■ TEXT TO READ ■
History’s record of societal collapse shows that human
beings are still trying to get the hang of living together in a superorganism. Indeed
no animal having more complexity than the mole-rat has ever succeeded at this
endeavor for any span that might be significant in evolutionary terms. Man’s
self-awareness of his individual personality, which gives rise to his
immemorial discomfort with his artificially-created social leviathan, is
undoubtedly at this problem’s root.
As evolution has yet to create a natural pheromone with
which humanity might organize the superorganisms it calls cultures, man must
invent an artificial information-carrying particle for that purpose. Nominating
‘value’ for this role is obvious enough because rival cultures most typically
distinguish themselves in terms of the values shared among their populations.
Taking values as the pheromones of a given primate
superorganism leads immediately to an operative definition of money as
humanity’s information-carrying particle: prices express value; and money
calibrates prices. Money’s artificially then gives us an account of societal
collapse: monetary corruption falsifies the information that is carried by
prices; and when prices cease to express value, the superorganism collapses in
chaos.
Thus economic science is deluded by money as its focus of study
because money prices are inherently corruptible manifestations of the deeper
reality expressed in the notion of value. But economists generally reject the
possibility of objectively measuring value because values are the expression of
an individual personality. In doing so, economists refuse to attempt that which
their discipline might most usefully accomplish. So it will be while
macroeconomics thinks it must rest on a micro foundation.

■ RECORDS SHOWN ■
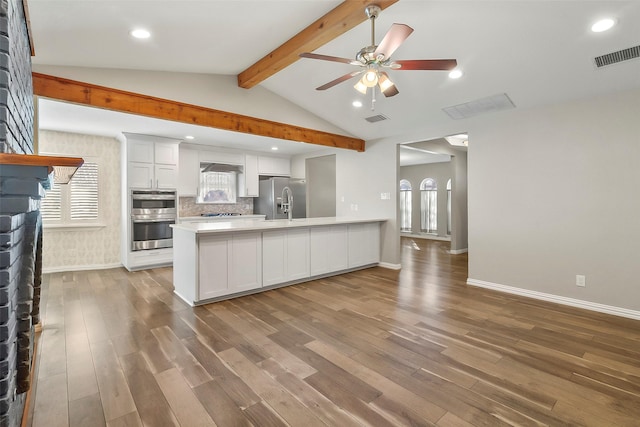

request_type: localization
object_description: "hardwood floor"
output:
[29,238,640,427]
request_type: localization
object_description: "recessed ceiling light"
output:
[449,69,462,79]
[130,28,151,39]
[591,18,616,33]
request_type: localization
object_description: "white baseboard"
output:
[378,262,402,270]
[42,263,122,274]
[449,248,469,255]
[467,279,640,320]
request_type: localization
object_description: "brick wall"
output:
[0,0,34,154]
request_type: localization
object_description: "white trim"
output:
[467,278,640,320]
[378,262,402,270]
[449,248,469,255]
[42,262,123,274]
[400,231,451,242]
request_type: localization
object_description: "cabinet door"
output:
[158,165,178,189]
[127,139,153,163]
[349,222,380,267]
[238,154,258,197]
[262,230,287,286]
[287,227,310,281]
[178,149,200,197]
[153,142,178,166]
[128,162,155,188]
[198,236,229,300]
[327,225,349,272]
[229,233,262,292]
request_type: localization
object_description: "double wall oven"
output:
[131,190,176,251]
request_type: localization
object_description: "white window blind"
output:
[40,162,100,225]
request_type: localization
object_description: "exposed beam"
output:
[238,0,398,89]
[32,73,364,151]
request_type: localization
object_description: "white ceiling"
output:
[28,0,640,159]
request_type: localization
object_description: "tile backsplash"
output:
[178,197,253,218]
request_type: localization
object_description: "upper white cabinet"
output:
[125,133,180,189]
[258,156,291,176]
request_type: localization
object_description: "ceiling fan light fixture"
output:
[353,77,367,95]
[361,68,378,87]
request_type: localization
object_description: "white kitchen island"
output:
[173,217,386,306]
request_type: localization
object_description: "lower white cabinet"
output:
[262,227,311,286]
[348,222,380,268]
[198,232,262,300]
[309,225,349,276]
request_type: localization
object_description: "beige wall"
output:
[469,91,640,314]
[40,130,120,272]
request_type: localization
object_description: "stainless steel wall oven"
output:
[131,190,176,251]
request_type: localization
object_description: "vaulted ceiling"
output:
[28,0,640,157]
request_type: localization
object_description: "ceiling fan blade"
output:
[374,24,413,59]
[316,70,365,90]
[378,71,400,98]
[391,59,458,71]
[300,52,358,64]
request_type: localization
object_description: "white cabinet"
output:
[309,225,349,276]
[258,156,291,176]
[178,148,200,197]
[198,232,262,301]
[238,154,259,197]
[262,227,311,286]
[348,222,380,268]
[125,134,179,189]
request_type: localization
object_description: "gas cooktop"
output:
[200,212,242,216]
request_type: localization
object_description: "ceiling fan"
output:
[300,5,457,101]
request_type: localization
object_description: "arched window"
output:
[420,178,438,233]
[447,178,451,235]
[400,179,411,231]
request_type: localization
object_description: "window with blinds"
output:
[40,162,100,225]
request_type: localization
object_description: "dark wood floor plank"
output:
[69,393,106,427]
[120,353,180,427]
[28,238,640,427]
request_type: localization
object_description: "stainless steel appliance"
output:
[131,190,176,251]
[253,177,307,219]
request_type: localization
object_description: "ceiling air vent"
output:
[364,114,389,123]
[593,46,640,68]
[442,93,515,120]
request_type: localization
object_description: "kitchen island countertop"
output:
[171,217,387,235]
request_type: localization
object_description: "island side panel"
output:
[173,228,199,306]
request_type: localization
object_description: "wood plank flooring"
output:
[29,238,640,427]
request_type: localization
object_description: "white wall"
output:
[39,130,121,272]
[291,141,400,267]
[468,91,640,311]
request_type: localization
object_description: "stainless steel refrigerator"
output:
[253,177,307,219]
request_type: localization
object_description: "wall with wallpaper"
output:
[39,130,121,272]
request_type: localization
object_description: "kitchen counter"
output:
[172,215,386,234]
[172,217,386,305]
[178,214,265,223]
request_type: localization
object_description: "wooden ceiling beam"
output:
[32,73,365,151]
[238,0,398,89]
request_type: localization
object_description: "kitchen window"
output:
[40,161,101,227]
[197,171,237,203]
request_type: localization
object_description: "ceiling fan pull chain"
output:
[371,86,376,111]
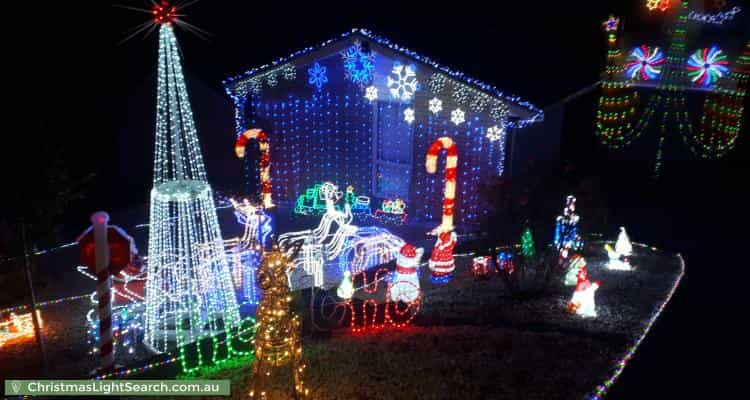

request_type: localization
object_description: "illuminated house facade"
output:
[224,29,543,228]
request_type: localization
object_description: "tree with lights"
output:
[144,11,240,353]
[250,243,309,399]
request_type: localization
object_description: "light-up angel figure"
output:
[214,199,273,304]
[685,46,729,86]
[625,45,665,81]
[554,195,583,260]
[568,266,599,318]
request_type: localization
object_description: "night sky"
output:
[2,0,750,398]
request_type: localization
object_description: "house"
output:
[224,29,543,230]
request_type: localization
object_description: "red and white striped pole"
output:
[91,211,115,372]
[234,129,274,209]
[425,136,458,234]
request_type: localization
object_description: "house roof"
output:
[223,28,544,128]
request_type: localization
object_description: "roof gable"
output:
[223,28,544,127]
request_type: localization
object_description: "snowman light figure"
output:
[390,243,424,303]
[604,227,633,271]
[568,266,599,318]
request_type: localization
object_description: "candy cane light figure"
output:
[425,136,458,235]
[234,129,274,208]
[425,136,458,282]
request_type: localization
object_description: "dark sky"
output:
[4,0,748,216]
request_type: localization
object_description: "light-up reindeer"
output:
[279,182,404,289]
[249,239,309,399]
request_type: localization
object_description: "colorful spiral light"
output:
[685,46,729,86]
[625,44,665,81]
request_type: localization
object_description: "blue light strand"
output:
[223,28,544,128]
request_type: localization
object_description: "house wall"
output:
[231,40,524,229]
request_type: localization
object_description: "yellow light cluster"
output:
[0,310,42,347]
[249,244,309,399]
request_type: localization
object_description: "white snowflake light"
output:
[365,86,378,101]
[247,77,263,94]
[427,72,447,94]
[453,85,469,104]
[469,93,489,113]
[451,108,466,125]
[281,64,297,81]
[266,73,279,87]
[404,108,414,124]
[429,97,443,114]
[386,62,419,101]
[487,125,505,142]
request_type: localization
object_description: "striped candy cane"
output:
[234,129,274,208]
[91,211,115,371]
[425,136,458,234]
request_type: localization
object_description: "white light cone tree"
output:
[144,24,240,353]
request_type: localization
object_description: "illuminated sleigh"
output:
[310,268,422,333]
[279,182,404,290]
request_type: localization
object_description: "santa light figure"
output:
[604,227,633,271]
[429,231,458,283]
[565,254,586,286]
[554,195,583,260]
[390,243,424,303]
[568,266,599,318]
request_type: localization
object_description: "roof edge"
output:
[222,28,544,128]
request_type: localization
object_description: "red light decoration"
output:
[345,268,422,333]
[646,0,672,12]
[471,256,495,280]
[151,1,177,25]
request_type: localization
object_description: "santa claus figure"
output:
[568,266,599,317]
[429,232,458,282]
[565,254,586,286]
[390,243,424,303]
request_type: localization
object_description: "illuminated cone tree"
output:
[144,20,240,352]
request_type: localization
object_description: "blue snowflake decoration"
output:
[341,41,375,87]
[307,62,328,90]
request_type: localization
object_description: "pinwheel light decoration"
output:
[685,46,729,86]
[625,44,665,81]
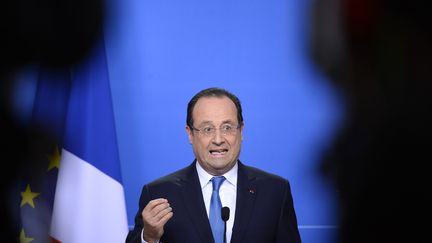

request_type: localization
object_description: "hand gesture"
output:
[141,198,173,243]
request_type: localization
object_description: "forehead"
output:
[192,96,237,124]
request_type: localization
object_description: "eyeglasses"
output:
[191,123,240,137]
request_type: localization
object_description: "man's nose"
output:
[212,129,225,145]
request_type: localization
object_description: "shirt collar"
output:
[195,161,238,189]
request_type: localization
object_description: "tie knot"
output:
[211,176,225,192]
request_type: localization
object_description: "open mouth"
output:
[210,149,228,156]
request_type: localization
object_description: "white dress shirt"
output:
[141,162,238,243]
[196,162,238,242]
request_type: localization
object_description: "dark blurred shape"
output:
[311,0,432,243]
[0,0,105,242]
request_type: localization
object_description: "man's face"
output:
[186,97,243,175]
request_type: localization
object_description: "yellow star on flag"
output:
[21,184,40,208]
[48,147,61,171]
[19,229,34,243]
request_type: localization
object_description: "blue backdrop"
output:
[105,0,341,243]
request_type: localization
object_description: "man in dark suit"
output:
[126,88,301,243]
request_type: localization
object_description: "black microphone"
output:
[221,207,229,243]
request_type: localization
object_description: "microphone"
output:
[221,207,229,243]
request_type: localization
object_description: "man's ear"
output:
[186,126,193,144]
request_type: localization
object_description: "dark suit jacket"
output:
[126,161,301,243]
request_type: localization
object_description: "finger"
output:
[153,206,172,222]
[143,198,168,212]
[159,211,174,227]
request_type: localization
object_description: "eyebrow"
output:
[199,119,234,126]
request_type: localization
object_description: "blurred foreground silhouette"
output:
[0,0,104,242]
[311,0,432,243]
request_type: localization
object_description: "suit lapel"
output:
[231,161,257,243]
[181,161,213,242]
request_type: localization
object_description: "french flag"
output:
[50,40,128,243]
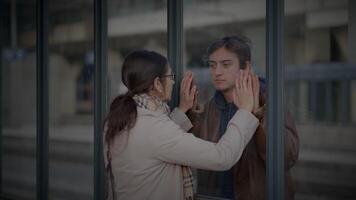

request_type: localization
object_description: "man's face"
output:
[208,48,240,92]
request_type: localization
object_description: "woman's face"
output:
[161,65,175,101]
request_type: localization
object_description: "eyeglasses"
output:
[160,74,176,81]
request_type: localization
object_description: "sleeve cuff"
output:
[169,108,193,132]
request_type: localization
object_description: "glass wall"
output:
[49,0,94,199]
[0,0,36,199]
[108,0,167,100]
[284,0,356,200]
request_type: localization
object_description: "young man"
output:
[189,36,299,200]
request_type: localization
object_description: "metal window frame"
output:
[36,0,49,200]
[94,0,108,200]
[266,0,285,200]
[167,0,184,108]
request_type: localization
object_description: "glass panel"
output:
[0,0,36,199]
[284,0,356,200]
[184,0,266,199]
[108,0,167,100]
[49,0,94,199]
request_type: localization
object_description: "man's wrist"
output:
[252,104,266,120]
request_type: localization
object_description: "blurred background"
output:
[0,0,356,200]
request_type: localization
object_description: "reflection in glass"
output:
[108,0,167,102]
[0,1,36,199]
[49,0,94,199]
[184,0,266,199]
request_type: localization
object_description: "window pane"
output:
[0,0,36,199]
[49,0,94,199]
[108,0,167,100]
[184,0,266,199]
[284,0,356,200]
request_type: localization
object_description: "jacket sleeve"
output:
[150,109,258,171]
[187,105,207,137]
[169,108,193,131]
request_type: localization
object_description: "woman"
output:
[104,50,258,200]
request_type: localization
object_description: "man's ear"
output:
[245,61,252,71]
[153,77,163,93]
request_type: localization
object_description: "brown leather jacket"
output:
[188,91,299,200]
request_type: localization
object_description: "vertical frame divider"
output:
[266,0,284,200]
[167,0,184,108]
[36,0,49,200]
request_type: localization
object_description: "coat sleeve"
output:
[150,109,258,171]
[187,105,208,137]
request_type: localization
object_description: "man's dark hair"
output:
[207,36,251,69]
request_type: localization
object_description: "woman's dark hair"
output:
[207,36,251,69]
[104,50,168,144]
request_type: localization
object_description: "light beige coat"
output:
[104,108,258,200]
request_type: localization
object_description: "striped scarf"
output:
[133,94,194,200]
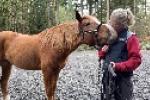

■ YOUR TASKS ■
a - Decide whether each statement below agrees with the passage on money and societal collapse. For each, answer yes or no and quote the words of the passage that decide it.
(i) Economists generally reject the possibility of objectively measuring value.
(ii) Evolution has already produced a natural pheromone that organizes human cultures.
(iii) Rival cultures most typically set themselves apart by the values their populations share.
b - Continue the passage on money and societal collapse from its last sentence.

■ ANSWERS FOR THE TASKS ■
a -
(i) Yes: "economists generally reject the possibility of objectively measuring value"
(ii) No: "evolution has yet to create a natural pheromone"
(iii) Yes: "rival cultures most typically distinguish themselves in terms of the values shared among their populations"

b -
A self-contained science of macroeconomics would express
commodity and labor values in concrete units of measure that are no more variable
than the board-foot, the troy ounce, or the short ton. Where economists have
determined that the computations behind such measures of value would be complex
beyond the possibility of human comprehension, the SFEcon system that I espouse
exhibits these computations operating continuously over time in a general,
global, and physical input/output context.
SFEcon continuously recalculates values on the basis of
nothing more than physical asset levels, the shapes of sectors’ underlying technical
and utility tradeoffs, and the premise that commodity and labor values are the
markers by which an economic system directs itself to a general optimum. Values
are expressed through money prices in this system. But, absent external
meddling, money is nothing more than the accumulated stocks of savings and
investment that are the current resultant of past physical transactions and the
prices at which they occurred.
This normative model is expressed through instructional
video games that can be exogenously meddled-with in the manner of monetary
authorities. If economists were to offer such models in the classroom, the
public would become entirely capable of independently evaluating monetary
initiatives for themselves.
But would that be good for the economics profession? If you
also think not, then we have arrived together at one reason for economics being
the dismal science that it is.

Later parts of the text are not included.